— START Data provided —
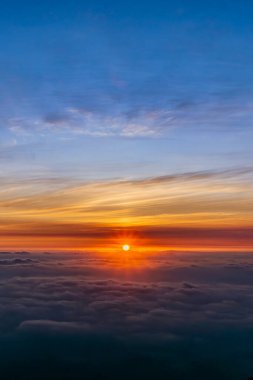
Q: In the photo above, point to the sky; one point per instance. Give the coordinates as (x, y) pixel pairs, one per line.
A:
(66, 316)
(126, 123)
(125, 115)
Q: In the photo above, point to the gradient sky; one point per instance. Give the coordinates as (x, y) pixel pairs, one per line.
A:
(126, 116)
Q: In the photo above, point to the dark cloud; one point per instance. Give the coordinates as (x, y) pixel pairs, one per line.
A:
(92, 318)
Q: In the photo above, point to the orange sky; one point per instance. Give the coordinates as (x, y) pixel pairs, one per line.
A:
(191, 211)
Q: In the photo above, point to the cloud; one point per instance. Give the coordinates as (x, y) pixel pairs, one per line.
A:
(16, 261)
(171, 318)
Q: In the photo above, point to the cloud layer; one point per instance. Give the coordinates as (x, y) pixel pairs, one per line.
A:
(171, 315)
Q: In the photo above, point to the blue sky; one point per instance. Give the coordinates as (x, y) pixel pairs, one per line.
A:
(107, 89)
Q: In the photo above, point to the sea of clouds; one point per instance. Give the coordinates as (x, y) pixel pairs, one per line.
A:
(165, 316)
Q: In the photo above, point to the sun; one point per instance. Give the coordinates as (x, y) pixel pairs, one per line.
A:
(126, 247)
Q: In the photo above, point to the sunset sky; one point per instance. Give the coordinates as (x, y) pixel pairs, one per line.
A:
(126, 190)
(121, 118)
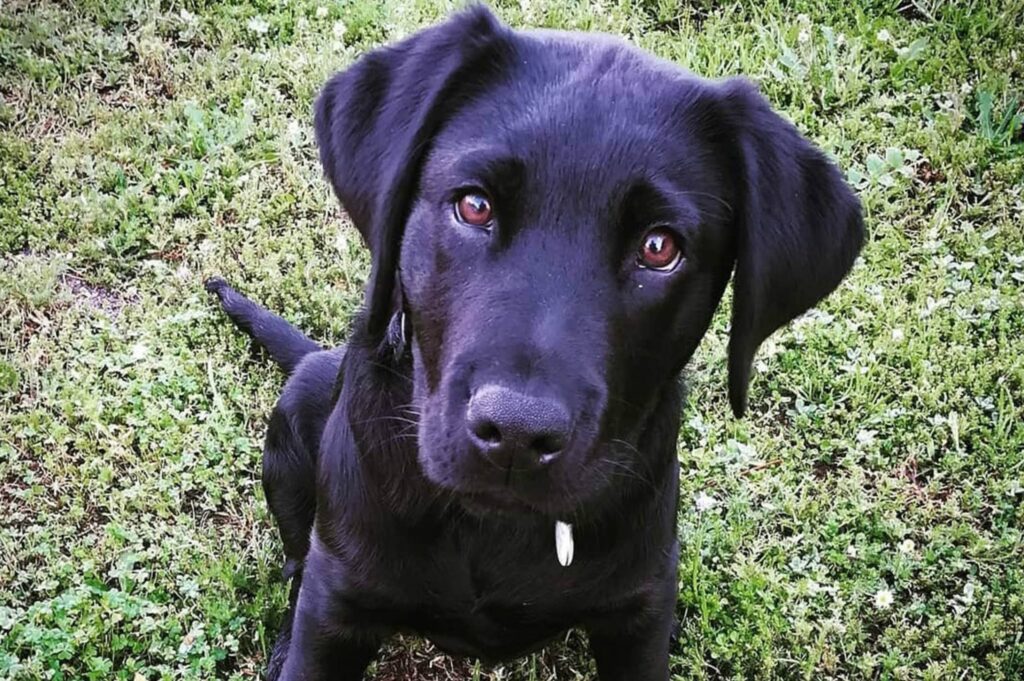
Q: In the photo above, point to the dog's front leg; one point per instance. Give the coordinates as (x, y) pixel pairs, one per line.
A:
(633, 648)
(323, 648)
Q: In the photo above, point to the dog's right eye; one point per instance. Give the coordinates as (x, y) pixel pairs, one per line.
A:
(474, 209)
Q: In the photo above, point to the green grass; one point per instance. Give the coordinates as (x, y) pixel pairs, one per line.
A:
(146, 144)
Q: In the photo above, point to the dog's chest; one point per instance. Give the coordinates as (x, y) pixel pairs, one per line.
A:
(488, 600)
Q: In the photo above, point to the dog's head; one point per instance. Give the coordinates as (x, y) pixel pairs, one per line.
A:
(558, 215)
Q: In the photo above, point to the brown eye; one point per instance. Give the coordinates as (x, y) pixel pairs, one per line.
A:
(659, 250)
(474, 208)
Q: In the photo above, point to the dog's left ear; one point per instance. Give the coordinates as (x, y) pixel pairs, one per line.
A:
(799, 227)
(375, 122)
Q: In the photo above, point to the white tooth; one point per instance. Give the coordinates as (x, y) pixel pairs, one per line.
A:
(563, 543)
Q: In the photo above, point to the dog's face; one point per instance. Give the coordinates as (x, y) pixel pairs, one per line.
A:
(558, 215)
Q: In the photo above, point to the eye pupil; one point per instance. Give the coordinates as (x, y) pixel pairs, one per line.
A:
(659, 250)
(474, 208)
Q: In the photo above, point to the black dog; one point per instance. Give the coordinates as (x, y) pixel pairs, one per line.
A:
(553, 218)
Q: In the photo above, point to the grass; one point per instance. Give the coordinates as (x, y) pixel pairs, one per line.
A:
(863, 521)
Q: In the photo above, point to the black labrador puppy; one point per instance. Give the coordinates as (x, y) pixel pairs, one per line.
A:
(553, 219)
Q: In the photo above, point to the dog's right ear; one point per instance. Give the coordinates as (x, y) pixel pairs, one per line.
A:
(375, 122)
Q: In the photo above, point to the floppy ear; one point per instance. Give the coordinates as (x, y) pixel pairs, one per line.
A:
(375, 122)
(799, 228)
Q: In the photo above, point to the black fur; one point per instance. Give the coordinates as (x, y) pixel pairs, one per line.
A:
(398, 510)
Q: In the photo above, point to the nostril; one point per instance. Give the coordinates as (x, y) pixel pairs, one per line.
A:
(548, 444)
(487, 432)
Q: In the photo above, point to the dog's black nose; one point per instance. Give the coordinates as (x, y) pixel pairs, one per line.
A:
(515, 430)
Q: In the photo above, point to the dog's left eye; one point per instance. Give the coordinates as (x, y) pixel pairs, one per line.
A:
(659, 250)
(474, 209)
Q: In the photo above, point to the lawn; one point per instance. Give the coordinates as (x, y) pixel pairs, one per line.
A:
(864, 520)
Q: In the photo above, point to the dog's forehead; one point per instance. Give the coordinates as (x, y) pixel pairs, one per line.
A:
(577, 99)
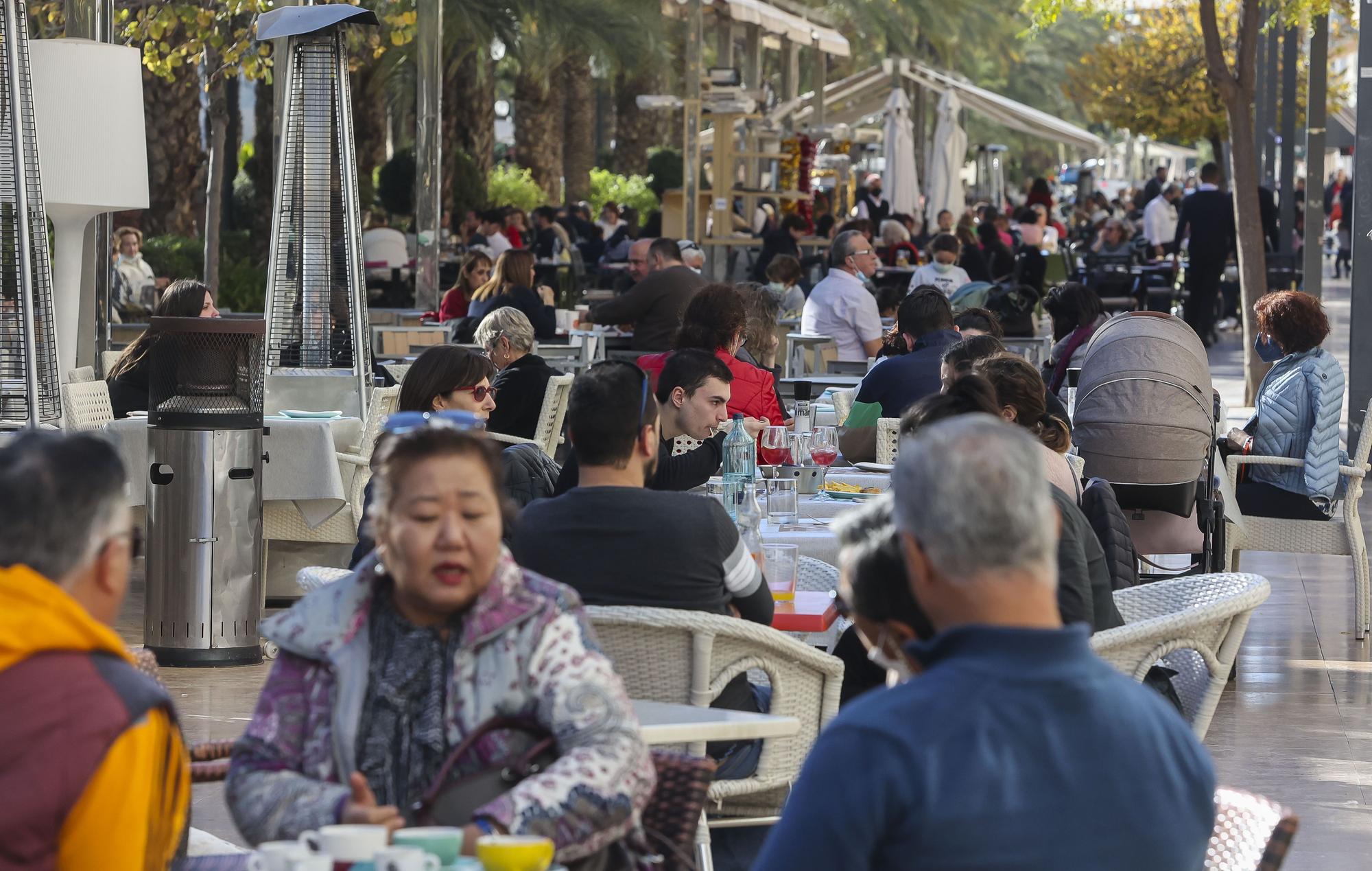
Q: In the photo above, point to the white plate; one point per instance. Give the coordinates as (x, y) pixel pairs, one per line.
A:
(884, 467)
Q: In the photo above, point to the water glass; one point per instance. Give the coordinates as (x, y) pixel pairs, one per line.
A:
(783, 569)
(783, 500)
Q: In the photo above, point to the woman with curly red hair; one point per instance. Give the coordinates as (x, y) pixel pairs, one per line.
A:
(1296, 415)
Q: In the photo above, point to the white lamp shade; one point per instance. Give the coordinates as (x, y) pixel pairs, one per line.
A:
(88, 112)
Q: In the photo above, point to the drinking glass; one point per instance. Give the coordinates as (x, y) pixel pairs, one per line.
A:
(783, 566)
(824, 450)
(783, 500)
(776, 445)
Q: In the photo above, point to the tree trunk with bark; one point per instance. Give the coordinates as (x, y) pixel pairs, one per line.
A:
(470, 108)
(636, 128)
(176, 163)
(1237, 90)
(580, 128)
(539, 130)
(219, 117)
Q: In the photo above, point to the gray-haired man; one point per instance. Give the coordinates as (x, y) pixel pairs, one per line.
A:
(1016, 746)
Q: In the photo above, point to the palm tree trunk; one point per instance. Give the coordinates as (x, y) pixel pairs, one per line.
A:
(217, 167)
(580, 128)
(636, 130)
(176, 163)
(539, 131)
— END Data provided —
> **Exercise**
Produce an exact copy of each line of data, skipping embedded images.

> **Right answer**
Q: In the photo above, point to the sky; one point per instance. Give the coordinates as (x, y) pixel pairs, one per line.
A:
(66, 316)
(126, 123)
(125, 115)
Q: In the photo above, point to the gradient sky; one point per instance. Give the coordinates as (x, y) pixel pairs, one per line.
A:
(126, 116)
Q: In the photo above, point to the dark cloud; one point per instance. Give the coordinates as (x, y) pixel pairs, one per line.
A:
(92, 318)
Q: In the photo above, point to the orange sky; one point per instance. Give the coordinates as (x, y) pixel pairs, one per line.
A:
(191, 211)
Q: In the photo above, point to the cloud; one point per instance. Give the coordinates as (x, y) pixel pairs, one per line.
A:
(16, 261)
(171, 318)
Q: In the photo above, point to the cloud layer; one point per instance. Give the coordinates as (x, y) pixel pairs, one per line.
A:
(171, 315)
Q: In the photo above, point to the blue sky; one point per instance. Give the coordinates as (x, y) pixel pairs, one per line.
A:
(107, 89)
Q: In the photo above, point to the sea of clouds; one point per instance. Give the coordinates as (x, y) pixel pairs, one per line.
A:
(165, 316)
Q: In the photo above, point to the sun; one point per instance. Give the coordinates as (x, y) pixel pairs, one per line.
A:
(126, 247)
Q: In the photo above, point to the sunset sky; one point per instance. Give the coordinates as (x, y) pixel pairs, one per line.
A:
(126, 190)
(121, 118)
Q: In the photo above, point to the dog's front leg; one point per instance. Give the coordinates as (x, y) pixel pairs, one per line.
A:
(633, 648)
(323, 648)
Q: In the photo above, point to the dog's right eye; one point per instance. Give the coordinates as (x, y) pixel pairs, one per line.
A:
(474, 209)
Q: In the photo above, point to the green grass; one point per instance. Give the coordinates as (x, y) pixel pairs, one per line.
A:
(146, 144)
Q: In the photo above, point to the dog's chest; one point per instance. Give the coordinates as (x, y) pixel pairs, one per line.
A:
(488, 600)
Q: In the photo above, point to the dog's head; one point per instance. Give the coordinates as (x, y) pixel pairs, one per line.
A:
(558, 215)
Q: In the photo above, point to the brown eye; one point per instance. Give the coordinates as (x, y) pixel pairs, one per line.
A:
(659, 250)
(474, 208)
Q: In the photo above, point to the dog's left ear; one point per instance. Give the coordinates as (x, y) pixel pairs, one per line.
A:
(799, 227)
(375, 122)
Q: In the photo above, point to the white tooth; one point per instance. Give the coordinates as (x, y) pixel pairs, one per line.
A:
(563, 543)
Q: In the photo above, point to the dog's face; one point per instance. Give the coordinates as (x, y) pixel pairs, one per line.
A:
(558, 215)
Q: In the photo above, point to the eye pupil; one point per instance. Give the coordinates as (x, y) pixel pairs, one per line.
A:
(659, 250)
(474, 208)
Q: In the photo above, point to the black dog; one point per instance. Give the coordinates as (x, y) pixel pairs, one per line.
A:
(553, 218)
Q: In the photo above, point to the grass; one point per instance. Give the coordinates as (x, y) pixel pairs, one per line.
A:
(863, 521)
Q: In the photo above, point to the black labrador puppy; one point per instance. Give the coordinates as (x, y) pixel pairs, one per line.
A:
(553, 219)
Q: In the photo above, point to the dog's right ear; one point per instance. Give the coordinates as (x, y) pixel pairs, one per line.
A:
(375, 122)
Q: In the photo above, point to the floppy ear; one point per instance. Give the coordinates as (x, y) pixel pairs, one per line.
A:
(375, 122)
(799, 228)
Q: In the photo above, point to the black fur; one point per instance. Give the coordinates as (x, y) pixel pairs, one per line.
A:
(398, 510)
Q: In the photo above, point to the nostril; one point per instance. Give the coordinates as (x, y) pixel pairs, one per line.
A:
(548, 444)
(487, 432)
Q: In the photo above, point to the dog's black nose; one point per instance. Give the coordinates as (x, y) pixel pairs, one per line.
A:
(515, 430)
Q: In the photo above, point to the dog's left eye; one point per instance. Give the coordinates as (x, y) pixel pairs, one per line.
A:
(659, 250)
(474, 209)
Q: In the photo above, point to the lawn; one point per instance. Give the coordinates as (x, y) pixel pairs, one per line.
A:
(864, 520)
Q: In the photo above, point to the dog's forehead; one point per instance. Give the coordinates as (x, y) pixel pairs, one per line.
A:
(577, 99)
Q: In the photo above, point to the white plate; one point per instance. Give the coordinates as (x, y) pixel pairs, one per line.
A:
(884, 467)
Q: In the photo above, point to the water glass; one point per instance. Give the coordinates as (x, y) pixel pairs, one per line.
A:
(783, 569)
(783, 500)
Q: In the photo above, point to the woman with curly red hair; one point per instance. Give the coordinates as (x, y) pixel pairs, one per line.
A:
(1296, 415)
Q: In the photo above, point to the white lamp shade; one point per instance. Give the coordinates as (x, y) pixel pairs, one per line.
A:
(88, 112)
Q: In the photo above, point to the drinking glass; one point per instance. Give the coordinates as (x, y) pixel pairs, one per line.
A:
(783, 566)
(824, 450)
(783, 500)
(776, 445)
Q: In the photo above, point to the tree trunk with bark; one point per instance. Give the coordinates as (x, y) pixel pairs, one per line.
A:
(470, 108)
(636, 128)
(176, 163)
(1237, 90)
(580, 128)
(539, 130)
(219, 117)
Q: In the photo above, point to the gray-haired man; one point per instance. Give the coordinates as (x, y) pixel pairs, one per line.
A:
(1016, 746)
Q: In the photo above, point to the palm tree trunk; one point per instance. Give the coordinates as (x, y) pixel pairs, one per line.
A:
(217, 167)
(580, 128)
(636, 130)
(176, 163)
(539, 131)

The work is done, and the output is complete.